Every record that follows should be printed verbatim.

===== DATA LISTING =====

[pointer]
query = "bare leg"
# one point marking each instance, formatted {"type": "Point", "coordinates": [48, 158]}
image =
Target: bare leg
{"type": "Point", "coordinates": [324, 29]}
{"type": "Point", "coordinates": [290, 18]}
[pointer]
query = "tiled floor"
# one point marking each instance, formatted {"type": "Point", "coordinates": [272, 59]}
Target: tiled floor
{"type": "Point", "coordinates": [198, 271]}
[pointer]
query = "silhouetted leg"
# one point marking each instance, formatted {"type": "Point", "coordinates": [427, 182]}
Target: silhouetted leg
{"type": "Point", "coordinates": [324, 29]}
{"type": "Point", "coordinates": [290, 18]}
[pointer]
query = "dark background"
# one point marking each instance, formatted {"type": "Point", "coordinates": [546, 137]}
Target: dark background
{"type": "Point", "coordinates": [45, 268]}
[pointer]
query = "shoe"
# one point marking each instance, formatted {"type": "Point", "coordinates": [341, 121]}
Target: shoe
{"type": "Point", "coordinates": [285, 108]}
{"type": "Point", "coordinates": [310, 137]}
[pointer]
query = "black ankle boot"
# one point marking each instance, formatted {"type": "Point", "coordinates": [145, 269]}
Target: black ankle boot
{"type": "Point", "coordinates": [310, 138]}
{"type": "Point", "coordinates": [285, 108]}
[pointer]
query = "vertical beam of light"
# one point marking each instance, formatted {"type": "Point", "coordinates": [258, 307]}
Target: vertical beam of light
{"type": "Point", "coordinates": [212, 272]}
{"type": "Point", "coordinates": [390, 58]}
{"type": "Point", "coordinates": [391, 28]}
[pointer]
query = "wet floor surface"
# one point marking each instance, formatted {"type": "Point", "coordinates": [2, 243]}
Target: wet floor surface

=====

▸ REPLY TO THE TASK
[pointer]
query = "bare leg"
# one point marking each instance, formatted {"type": "Point", "coordinates": [48, 158]}
image =
Target: bare leg
{"type": "Point", "coordinates": [324, 29]}
{"type": "Point", "coordinates": [290, 18]}
[pointer]
query = "tiled floor"
# one point marking each instance, formatted {"type": "Point", "coordinates": [272, 59]}
Target: tiled floor
{"type": "Point", "coordinates": [198, 271]}
[pointer]
query = "silhouetted leg"
# one point marking each instance, formatted {"type": "Point", "coordinates": [427, 182]}
Target: silhouetted leg
{"type": "Point", "coordinates": [324, 29]}
{"type": "Point", "coordinates": [290, 18]}
[pointer]
query = "dark background"
# one point marking each instance, formatted {"type": "Point", "coordinates": [546, 137]}
Target: dark background
{"type": "Point", "coordinates": [45, 268]}
[pointer]
query = "shoe"
# one point marking each instance, formatted {"type": "Point", "coordinates": [341, 121]}
Target: shoe
{"type": "Point", "coordinates": [285, 108]}
{"type": "Point", "coordinates": [310, 137]}
[pointer]
query = "black ankle boot"
# one point marking each instance, formatted {"type": "Point", "coordinates": [145, 269]}
Target: black ankle boot
{"type": "Point", "coordinates": [310, 138]}
{"type": "Point", "coordinates": [285, 108]}
[pointer]
query = "vertical beam of light"
# one point marking each instance, formatted {"type": "Point", "coordinates": [258, 307]}
Target: vertical beam of light
{"type": "Point", "coordinates": [212, 272]}
{"type": "Point", "coordinates": [390, 58]}
{"type": "Point", "coordinates": [391, 28]}
[pointer]
query = "wet floor surface"
# one point marking each instance, formatted {"type": "Point", "coordinates": [2, 243]}
Target: wet floor surface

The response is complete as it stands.